**INPUT RECORDS**
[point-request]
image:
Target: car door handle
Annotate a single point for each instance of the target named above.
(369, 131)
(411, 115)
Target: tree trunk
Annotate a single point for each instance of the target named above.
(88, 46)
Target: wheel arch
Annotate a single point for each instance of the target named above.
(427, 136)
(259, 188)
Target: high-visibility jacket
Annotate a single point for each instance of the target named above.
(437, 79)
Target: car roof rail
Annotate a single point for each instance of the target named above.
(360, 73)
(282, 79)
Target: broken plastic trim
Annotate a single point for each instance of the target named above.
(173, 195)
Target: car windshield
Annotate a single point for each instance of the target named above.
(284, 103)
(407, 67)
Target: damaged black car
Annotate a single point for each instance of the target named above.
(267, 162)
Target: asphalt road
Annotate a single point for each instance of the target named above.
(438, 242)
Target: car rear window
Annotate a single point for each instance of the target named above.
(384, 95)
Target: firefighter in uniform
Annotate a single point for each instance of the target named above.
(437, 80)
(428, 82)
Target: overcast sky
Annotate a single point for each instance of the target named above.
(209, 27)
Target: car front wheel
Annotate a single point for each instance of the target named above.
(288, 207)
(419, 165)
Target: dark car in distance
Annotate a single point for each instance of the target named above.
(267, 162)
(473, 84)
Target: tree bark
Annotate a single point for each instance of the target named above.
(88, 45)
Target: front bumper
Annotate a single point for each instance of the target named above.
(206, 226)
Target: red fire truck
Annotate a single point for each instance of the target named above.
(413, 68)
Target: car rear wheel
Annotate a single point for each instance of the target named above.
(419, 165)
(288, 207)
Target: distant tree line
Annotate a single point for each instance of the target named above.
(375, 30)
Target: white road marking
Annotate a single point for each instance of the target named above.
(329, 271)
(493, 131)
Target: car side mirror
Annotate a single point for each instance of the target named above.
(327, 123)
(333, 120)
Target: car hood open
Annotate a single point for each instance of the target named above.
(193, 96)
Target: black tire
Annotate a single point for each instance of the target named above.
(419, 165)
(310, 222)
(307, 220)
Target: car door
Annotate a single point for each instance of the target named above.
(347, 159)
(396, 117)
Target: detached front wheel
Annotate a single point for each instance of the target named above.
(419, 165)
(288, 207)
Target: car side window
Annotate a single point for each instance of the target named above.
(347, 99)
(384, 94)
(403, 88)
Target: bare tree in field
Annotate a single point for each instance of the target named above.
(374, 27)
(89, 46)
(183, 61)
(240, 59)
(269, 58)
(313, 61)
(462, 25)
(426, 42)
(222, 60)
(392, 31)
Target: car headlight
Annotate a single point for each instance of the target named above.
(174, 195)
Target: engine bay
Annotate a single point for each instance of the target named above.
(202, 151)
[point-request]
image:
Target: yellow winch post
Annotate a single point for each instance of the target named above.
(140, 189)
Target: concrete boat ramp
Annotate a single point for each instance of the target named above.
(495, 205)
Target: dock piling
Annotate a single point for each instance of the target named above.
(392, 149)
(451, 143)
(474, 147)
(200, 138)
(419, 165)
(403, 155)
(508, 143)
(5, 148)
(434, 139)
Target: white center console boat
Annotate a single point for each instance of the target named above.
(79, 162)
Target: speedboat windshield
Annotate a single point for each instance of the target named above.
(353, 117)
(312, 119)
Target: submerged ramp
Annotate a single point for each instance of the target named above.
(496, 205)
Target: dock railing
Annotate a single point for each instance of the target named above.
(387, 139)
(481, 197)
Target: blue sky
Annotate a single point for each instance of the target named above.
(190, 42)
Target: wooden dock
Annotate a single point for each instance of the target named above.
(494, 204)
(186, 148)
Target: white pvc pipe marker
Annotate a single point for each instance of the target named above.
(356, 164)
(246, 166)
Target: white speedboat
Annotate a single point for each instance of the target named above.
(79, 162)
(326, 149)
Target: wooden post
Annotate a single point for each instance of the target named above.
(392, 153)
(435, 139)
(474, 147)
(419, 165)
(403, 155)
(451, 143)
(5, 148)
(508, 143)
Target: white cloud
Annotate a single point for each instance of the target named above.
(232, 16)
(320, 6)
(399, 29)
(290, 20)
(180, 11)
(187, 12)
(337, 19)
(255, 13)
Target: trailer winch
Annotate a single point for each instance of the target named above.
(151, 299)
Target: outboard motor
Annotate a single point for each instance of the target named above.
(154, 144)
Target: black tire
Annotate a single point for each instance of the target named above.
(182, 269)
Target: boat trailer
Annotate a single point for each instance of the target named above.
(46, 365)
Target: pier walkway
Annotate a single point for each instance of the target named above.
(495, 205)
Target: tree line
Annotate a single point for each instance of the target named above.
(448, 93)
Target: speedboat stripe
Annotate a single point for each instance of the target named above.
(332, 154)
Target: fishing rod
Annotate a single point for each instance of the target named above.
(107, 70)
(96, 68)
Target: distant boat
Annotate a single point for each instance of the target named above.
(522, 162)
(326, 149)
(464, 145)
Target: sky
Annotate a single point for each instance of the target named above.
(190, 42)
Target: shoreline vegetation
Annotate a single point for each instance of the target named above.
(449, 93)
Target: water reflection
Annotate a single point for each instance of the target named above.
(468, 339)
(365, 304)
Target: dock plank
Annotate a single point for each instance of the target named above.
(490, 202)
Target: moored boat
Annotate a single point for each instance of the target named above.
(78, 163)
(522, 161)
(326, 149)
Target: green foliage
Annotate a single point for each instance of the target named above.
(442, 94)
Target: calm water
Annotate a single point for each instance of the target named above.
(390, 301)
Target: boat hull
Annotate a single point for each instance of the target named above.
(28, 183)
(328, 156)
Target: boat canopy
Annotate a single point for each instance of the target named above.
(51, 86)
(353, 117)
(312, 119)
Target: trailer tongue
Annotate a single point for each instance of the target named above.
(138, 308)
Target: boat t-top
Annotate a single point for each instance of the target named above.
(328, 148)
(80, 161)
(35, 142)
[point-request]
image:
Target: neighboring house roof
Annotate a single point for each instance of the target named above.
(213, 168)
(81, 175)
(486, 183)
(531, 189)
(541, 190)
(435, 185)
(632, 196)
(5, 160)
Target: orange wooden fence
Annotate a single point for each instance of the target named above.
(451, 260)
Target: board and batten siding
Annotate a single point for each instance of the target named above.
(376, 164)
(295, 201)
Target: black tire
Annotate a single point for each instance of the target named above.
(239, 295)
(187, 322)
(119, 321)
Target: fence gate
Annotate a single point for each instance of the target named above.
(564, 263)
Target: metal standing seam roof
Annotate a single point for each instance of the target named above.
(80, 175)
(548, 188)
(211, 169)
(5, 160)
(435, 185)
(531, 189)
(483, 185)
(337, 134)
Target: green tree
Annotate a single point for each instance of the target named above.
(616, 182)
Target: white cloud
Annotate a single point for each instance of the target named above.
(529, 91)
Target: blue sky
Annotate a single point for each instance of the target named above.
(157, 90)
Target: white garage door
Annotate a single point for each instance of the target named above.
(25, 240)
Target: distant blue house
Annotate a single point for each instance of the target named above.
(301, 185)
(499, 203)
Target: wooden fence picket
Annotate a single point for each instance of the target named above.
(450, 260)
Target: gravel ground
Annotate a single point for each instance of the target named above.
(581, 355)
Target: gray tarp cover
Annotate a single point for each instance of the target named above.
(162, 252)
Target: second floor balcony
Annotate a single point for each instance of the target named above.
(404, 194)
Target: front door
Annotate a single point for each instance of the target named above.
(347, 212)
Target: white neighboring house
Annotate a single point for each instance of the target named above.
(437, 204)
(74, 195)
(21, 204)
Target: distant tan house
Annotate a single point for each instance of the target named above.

**EXERCISE BRIEF**
Write out the lines above from the one containing "Target: white garage door" through the last, exactly as they are.

**EXERCISE OUTPUT**
Target: white garage door
Annotate a single point for each instance of the target named above.
(25, 240)
Target: distant blue house
Annotate a single point for each instance of the target named above.
(301, 185)
(499, 203)
Target: wooden fence picket
Annotate a single point for each instance of the target named above.
(450, 260)
Target: gravel ground
Annotate a single point for each instance of the target named above.
(581, 355)
Target: gray tarp cover
Annotate a single point for each instance of the target named above.
(162, 252)
Target: second floor balcony
Annotate a single point for each instance of the target named above.
(404, 194)
Target: front door
Annotate a single point for each instance of the target named above.
(347, 212)
Target: white neighboring house
Annotate a single point for each instance of the target named above.
(437, 204)
(74, 195)
(21, 204)
Target: distant tan house
Annotate a single point for each instance of the target named above.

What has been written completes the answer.